> **WRITTEN REQUEST**: Reproduce the records verbatim, beginning at the line containing "Identify the asphalt driveway" and continuing through the end of the records. Omit the pictures from your output.
#### EXERCISE MATERIALS ####
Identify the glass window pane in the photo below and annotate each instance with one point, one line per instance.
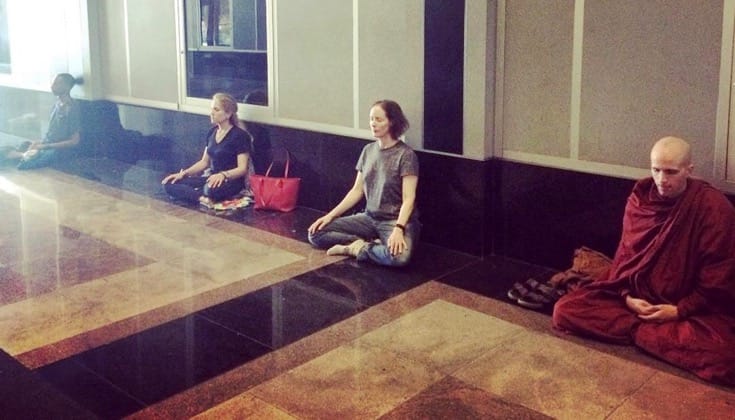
(227, 49)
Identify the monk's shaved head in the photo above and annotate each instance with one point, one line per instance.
(673, 149)
(671, 165)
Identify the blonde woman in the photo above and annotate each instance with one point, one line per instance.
(227, 156)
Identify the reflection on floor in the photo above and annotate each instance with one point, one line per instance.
(115, 302)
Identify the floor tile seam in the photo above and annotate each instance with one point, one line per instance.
(629, 397)
(203, 316)
(440, 375)
(307, 347)
(597, 347)
(548, 332)
(177, 310)
(106, 381)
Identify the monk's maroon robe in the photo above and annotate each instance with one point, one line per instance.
(677, 251)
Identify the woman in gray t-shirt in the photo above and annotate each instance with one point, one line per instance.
(387, 175)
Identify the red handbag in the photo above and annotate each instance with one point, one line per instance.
(272, 193)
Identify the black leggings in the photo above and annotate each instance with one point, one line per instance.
(190, 189)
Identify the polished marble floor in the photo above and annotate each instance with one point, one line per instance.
(116, 302)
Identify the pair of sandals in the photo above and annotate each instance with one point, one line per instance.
(533, 294)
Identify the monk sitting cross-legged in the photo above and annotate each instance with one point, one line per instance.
(671, 287)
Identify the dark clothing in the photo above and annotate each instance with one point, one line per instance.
(222, 157)
(677, 251)
(190, 189)
(64, 123)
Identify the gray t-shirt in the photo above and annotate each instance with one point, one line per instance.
(383, 171)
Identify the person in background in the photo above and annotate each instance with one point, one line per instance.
(671, 287)
(220, 173)
(62, 134)
(387, 231)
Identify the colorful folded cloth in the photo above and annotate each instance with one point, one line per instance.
(233, 204)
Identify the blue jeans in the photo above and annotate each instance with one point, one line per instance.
(190, 189)
(347, 229)
(42, 159)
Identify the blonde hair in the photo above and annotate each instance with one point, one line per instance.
(229, 104)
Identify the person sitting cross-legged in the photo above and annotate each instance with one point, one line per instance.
(671, 287)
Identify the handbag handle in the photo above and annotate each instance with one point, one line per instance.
(285, 172)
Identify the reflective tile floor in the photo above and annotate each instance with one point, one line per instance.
(115, 302)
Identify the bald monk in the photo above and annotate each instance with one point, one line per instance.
(671, 287)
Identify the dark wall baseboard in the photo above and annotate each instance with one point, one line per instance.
(532, 213)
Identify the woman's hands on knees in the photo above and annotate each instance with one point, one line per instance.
(320, 223)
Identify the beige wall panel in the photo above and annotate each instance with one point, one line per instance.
(650, 68)
(391, 60)
(113, 50)
(538, 65)
(153, 52)
(315, 72)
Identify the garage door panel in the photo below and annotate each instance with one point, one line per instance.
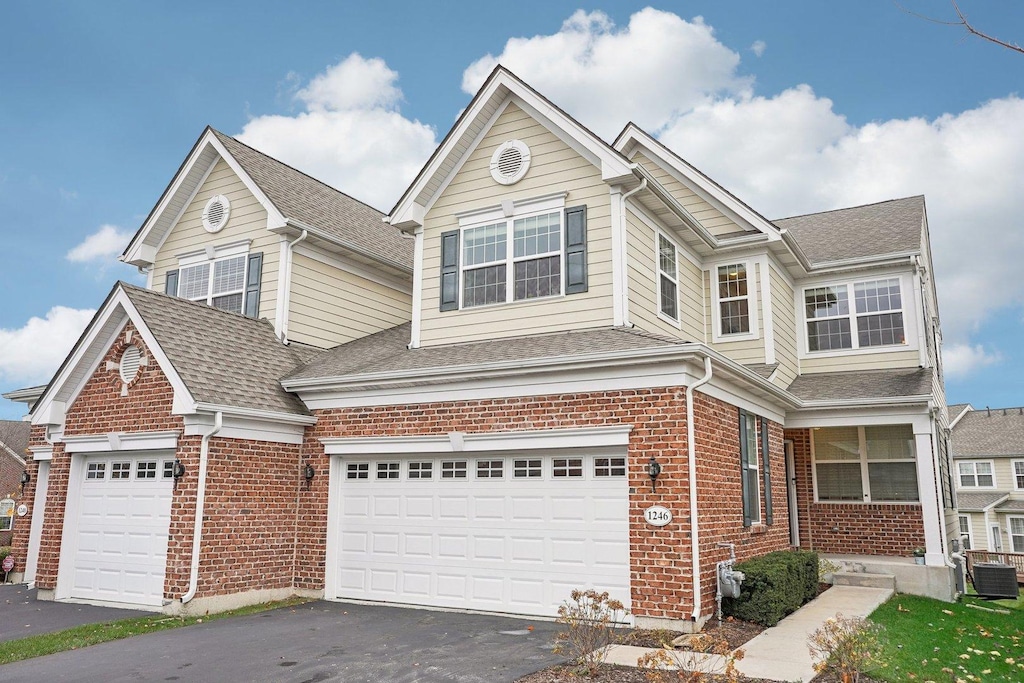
(513, 544)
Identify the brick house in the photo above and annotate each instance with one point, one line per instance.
(459, 403)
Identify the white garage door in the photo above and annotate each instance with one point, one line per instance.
(497, 532)
(124, 513)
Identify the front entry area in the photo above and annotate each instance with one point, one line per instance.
(115, 546)
(494, 531)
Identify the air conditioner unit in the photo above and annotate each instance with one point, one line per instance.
(994, 580)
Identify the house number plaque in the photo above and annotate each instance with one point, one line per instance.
(656, 515)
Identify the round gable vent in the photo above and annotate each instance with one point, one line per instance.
(131, 358)
(510, 162)
(216, 212)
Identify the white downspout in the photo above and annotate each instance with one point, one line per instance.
(691, 456)
(624, 250)
(288, 285)
(204, 458)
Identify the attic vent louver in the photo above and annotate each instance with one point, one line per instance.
(510, 162)
(130, 360)
(216, 212)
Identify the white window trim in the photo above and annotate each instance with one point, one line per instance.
(753, 290)
(657, 279)
(909, 317)
(1015, 474)
(970, 528)
(990, 463)
(865, 482)
(509, 214)
(1011, 536)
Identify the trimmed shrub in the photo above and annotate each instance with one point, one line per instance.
(776, 585)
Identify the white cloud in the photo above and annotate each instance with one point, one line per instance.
(960, 360)
(350, 133)
(793, 153)
(107, 243)
(32, 353)
(650, 72)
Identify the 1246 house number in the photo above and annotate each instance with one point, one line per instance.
(657, 515)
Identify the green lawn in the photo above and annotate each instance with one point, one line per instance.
(91, 634)
(929, 640)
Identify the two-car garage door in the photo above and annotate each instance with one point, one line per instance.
(494, 531)
(118, 547)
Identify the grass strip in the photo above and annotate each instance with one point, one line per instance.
(931, 640)
(93, 634)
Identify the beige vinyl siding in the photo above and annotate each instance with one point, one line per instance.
(852, 361)
(643, 286)
(709, 216)
(247, 220)
(747, 350)
(331, 306)
(554, 167)
(783, 327)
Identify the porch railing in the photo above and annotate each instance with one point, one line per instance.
(1016, 559)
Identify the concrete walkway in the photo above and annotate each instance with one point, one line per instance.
(779, 653)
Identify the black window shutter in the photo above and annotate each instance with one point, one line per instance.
(743, 478)
(171, 283)
(767, 469)
(253, 278)
(450, 270)
(576, 250)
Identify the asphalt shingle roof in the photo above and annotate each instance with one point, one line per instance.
(386, 351)
(223, 358)
(872, 229)
(977, 501)
(865, 384)
(999, 432)
(302, 198)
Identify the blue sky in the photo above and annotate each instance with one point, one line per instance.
(797, 107)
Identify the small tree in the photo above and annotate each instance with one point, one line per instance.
(590, 617)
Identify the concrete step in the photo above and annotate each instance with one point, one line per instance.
(865, 580)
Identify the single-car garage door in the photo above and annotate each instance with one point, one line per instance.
(120, 541)
(499, 532)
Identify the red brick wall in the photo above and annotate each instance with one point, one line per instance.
(853, 528)
(659, 557)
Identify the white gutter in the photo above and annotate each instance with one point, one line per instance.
(288, 285)
(623, 250)
(204, 458)
(691, 457)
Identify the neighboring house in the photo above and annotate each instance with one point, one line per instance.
(460, 406)
(988, 456)
(13, 441)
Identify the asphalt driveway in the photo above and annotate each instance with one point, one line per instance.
(320, 641)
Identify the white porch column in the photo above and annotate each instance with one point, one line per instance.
(931, 512)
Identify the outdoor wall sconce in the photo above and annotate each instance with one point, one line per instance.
(653, 469)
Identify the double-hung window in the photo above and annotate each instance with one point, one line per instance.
(875, 318)
(668, 279)
(865, 464)
(506, 258)
(976, 474)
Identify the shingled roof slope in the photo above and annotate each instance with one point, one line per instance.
(304, 199)
(223, 358)
(864, 384)
(983, 432)
(871, 229)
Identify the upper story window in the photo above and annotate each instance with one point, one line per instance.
(498, 258)
(668, 279)
(976, 474)
(876, 318)
(227, 278)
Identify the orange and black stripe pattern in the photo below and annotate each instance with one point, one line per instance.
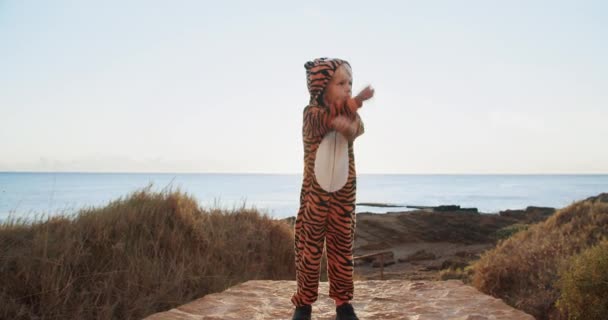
####
> **SOLUTION TO THIS EXERCISE**:
Identify the asphalt driveway in the photo above and annotate each instance with one point, one line per instance.
(320, 641)
Identify the white porch column in the photo above and annotate each instance with one point, one line per instance.
(931, 512)
Identify the outdoor wall sconce in the photo above and annotate each instance with one point, one line per instance.
(653, 469)
Identify the double-hung window in the photo above and annotate each instance with one point, one line per instance.
(875, 318)
(668, 279)
(865, 464)
(506, 258)
(976, 474)
Identify the shingled roof slope in the photo above and annotate each instance with one point, one line per instance.
(304, 199)
(223, 358)
(864, 384)
(983, 432)
(871, 229)
Identify the upper story window in the photo above and annotate each instance with one point, one line per instance.
(498, 258)
(668, 279)
(976, 474)
(876, 318)
(227, 278)
Identify the orange and black stripe pattern in the photo below and annotate each instance with one point, one line per instance.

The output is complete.